** EXERCISE REQUIREMENTS **
Identify each line in the records below that contains the word "leaf", and copy it.

□ □ □ □ □

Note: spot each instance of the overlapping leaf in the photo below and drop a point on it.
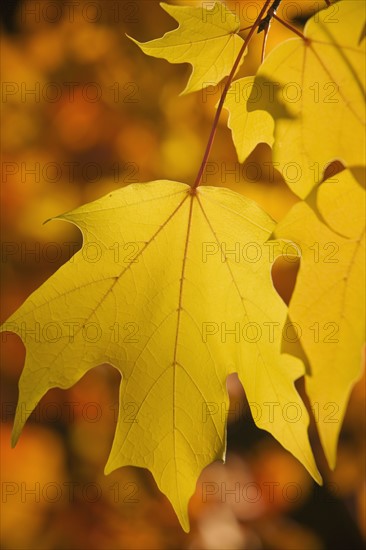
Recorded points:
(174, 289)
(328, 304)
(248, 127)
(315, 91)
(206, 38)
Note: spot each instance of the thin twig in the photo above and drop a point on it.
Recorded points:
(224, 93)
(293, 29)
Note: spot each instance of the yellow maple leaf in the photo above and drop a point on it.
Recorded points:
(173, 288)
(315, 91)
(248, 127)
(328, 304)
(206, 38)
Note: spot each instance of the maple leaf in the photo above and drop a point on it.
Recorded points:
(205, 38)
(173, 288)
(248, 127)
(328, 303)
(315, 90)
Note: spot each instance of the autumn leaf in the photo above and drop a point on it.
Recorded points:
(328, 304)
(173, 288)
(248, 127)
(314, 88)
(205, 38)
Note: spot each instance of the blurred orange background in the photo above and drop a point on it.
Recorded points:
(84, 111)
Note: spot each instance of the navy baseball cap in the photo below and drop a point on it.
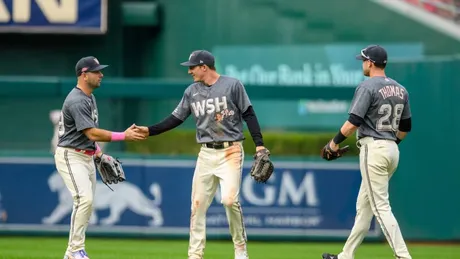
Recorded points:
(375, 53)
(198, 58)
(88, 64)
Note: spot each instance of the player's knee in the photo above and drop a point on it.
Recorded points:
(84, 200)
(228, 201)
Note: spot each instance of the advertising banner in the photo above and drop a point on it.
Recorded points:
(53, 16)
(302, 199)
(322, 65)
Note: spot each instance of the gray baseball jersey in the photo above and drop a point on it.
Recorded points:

□ □ □ □ □

** THE COMPLETED TASK **
Note: spot each instance of the overlapping leaf in the photo below and drop a point on it.
Note: spot each instance of the yellow maple leaf in the photo above and drop a point on it.
Note: spot each instance of the maple leaf in the photo above and drop a point on it.
Note: spot each instance of the autumn leaf in the photo above and drop a point on it.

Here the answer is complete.